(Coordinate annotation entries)
--- START ---
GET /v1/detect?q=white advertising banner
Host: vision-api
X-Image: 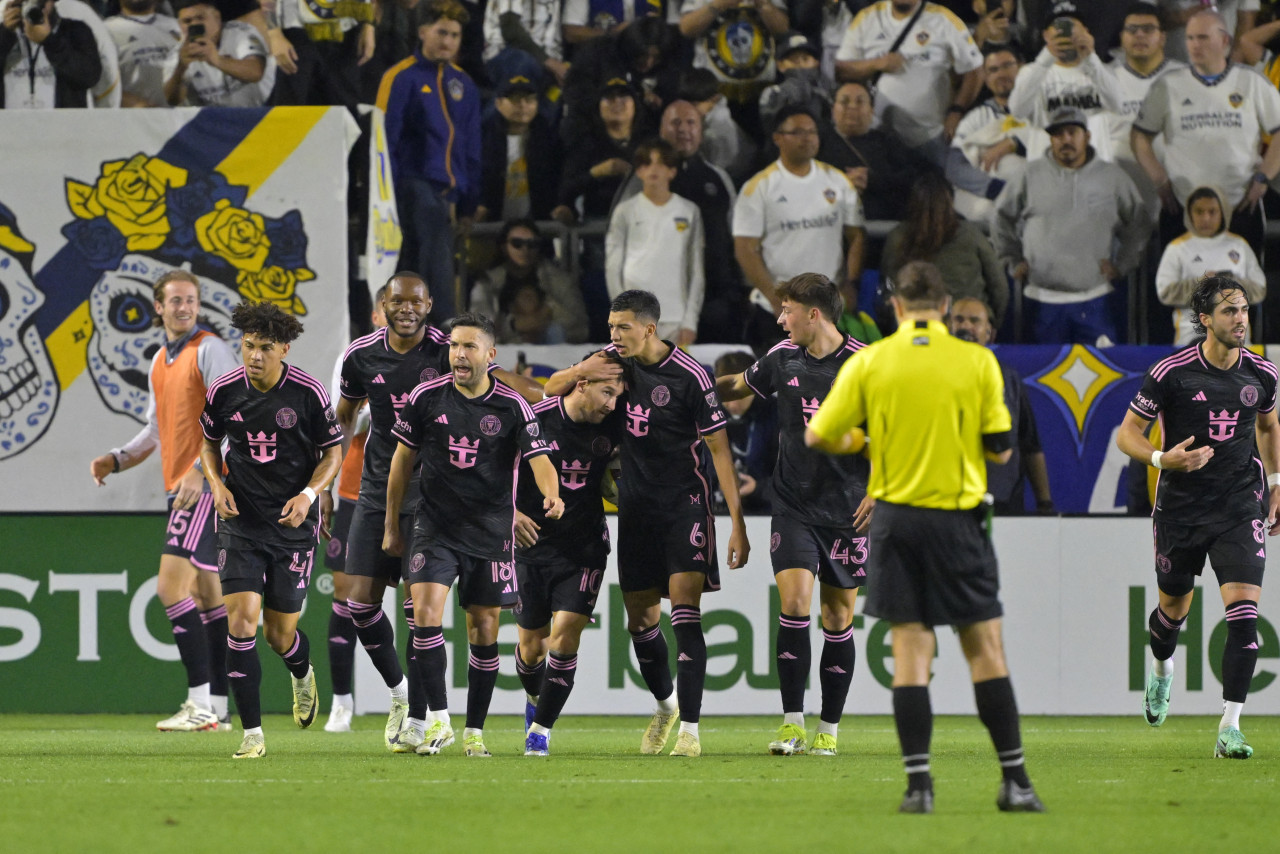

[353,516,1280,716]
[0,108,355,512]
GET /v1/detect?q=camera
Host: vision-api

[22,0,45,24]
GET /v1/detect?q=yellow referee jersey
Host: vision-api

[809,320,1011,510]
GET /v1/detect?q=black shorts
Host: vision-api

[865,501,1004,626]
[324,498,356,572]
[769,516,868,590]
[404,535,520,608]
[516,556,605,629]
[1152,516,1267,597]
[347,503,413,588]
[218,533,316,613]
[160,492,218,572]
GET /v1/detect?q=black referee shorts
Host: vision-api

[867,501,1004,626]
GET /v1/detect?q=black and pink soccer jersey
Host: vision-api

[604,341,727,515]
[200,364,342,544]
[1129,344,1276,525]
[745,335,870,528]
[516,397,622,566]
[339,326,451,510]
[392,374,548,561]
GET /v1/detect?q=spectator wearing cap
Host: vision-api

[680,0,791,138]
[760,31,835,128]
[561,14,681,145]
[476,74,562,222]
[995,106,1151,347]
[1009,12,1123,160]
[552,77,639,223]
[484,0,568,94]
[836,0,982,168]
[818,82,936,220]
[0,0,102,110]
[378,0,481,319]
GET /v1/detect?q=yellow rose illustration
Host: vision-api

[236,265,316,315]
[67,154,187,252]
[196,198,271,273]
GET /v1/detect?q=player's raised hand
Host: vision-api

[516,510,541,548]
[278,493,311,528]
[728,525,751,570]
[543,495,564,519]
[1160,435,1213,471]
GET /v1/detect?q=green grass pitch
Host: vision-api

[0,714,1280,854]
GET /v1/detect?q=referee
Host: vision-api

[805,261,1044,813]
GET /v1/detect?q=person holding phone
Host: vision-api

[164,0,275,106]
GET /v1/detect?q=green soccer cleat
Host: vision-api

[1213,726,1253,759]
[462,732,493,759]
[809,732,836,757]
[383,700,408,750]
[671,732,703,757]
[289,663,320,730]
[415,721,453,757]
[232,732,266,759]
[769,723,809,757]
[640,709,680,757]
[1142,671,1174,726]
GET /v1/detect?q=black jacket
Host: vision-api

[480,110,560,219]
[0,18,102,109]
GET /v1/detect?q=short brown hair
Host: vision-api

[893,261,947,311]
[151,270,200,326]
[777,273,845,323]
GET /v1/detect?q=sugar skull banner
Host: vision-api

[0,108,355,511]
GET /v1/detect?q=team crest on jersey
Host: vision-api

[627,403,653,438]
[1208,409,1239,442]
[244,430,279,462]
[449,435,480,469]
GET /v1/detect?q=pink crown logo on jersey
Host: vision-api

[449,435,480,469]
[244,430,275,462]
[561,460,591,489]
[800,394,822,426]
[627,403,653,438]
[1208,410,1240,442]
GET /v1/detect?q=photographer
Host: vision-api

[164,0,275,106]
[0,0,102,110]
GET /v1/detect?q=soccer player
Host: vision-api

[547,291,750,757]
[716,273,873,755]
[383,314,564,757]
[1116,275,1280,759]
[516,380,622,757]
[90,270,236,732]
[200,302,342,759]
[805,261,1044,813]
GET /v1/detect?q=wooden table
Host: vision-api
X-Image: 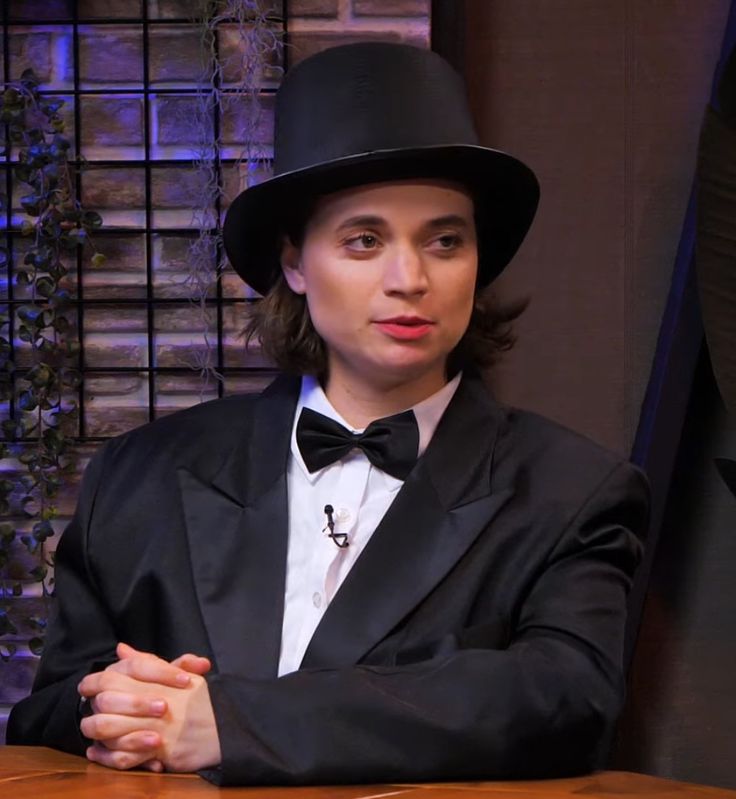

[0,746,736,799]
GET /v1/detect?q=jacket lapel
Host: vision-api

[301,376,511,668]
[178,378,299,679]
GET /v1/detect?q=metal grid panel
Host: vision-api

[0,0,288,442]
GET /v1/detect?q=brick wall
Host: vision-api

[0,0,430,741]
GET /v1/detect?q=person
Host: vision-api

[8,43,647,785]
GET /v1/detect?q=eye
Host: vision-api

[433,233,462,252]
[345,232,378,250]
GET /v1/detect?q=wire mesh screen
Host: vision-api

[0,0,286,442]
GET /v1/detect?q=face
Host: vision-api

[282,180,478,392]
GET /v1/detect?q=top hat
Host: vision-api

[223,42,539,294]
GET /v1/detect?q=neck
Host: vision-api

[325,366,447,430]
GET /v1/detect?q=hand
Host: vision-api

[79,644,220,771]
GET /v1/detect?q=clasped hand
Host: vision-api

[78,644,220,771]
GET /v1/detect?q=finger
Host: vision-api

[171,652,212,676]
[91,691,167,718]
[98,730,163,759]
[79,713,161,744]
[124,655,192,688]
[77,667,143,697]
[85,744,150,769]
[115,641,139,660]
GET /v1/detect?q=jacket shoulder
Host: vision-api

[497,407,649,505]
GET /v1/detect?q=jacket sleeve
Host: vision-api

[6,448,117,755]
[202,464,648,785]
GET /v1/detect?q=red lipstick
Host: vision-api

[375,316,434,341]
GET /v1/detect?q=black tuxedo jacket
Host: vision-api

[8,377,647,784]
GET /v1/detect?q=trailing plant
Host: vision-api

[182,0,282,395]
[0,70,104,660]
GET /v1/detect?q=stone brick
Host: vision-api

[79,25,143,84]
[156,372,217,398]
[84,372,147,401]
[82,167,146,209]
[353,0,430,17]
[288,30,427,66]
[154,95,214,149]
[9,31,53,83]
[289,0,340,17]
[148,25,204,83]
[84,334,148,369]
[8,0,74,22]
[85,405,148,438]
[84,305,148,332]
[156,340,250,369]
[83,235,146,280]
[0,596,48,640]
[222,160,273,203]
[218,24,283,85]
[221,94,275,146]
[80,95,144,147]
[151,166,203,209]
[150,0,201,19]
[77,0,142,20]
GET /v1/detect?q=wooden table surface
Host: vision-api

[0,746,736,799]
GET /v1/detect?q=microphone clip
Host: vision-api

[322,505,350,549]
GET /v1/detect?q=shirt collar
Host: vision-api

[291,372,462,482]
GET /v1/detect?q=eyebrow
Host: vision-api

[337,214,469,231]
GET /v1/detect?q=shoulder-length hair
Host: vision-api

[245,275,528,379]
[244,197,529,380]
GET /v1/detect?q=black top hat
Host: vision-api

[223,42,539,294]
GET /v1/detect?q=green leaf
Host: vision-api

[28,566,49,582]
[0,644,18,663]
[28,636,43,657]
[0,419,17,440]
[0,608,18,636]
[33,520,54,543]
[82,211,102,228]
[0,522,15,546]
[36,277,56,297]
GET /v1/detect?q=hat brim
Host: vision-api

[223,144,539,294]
--- END ---
REQUIRED TASK » Report every line in the rows above that contains the word "jersey", copying each such line in full.

COMPLETED EXERCISE »
GET /v1/detect?q=yellow referee jersey
GET /v1/detect?q=black and pink soccer jersey
GET /v1/detect?q=team crest on jersey
GET /v1/detect?q=pink crown logo on jersey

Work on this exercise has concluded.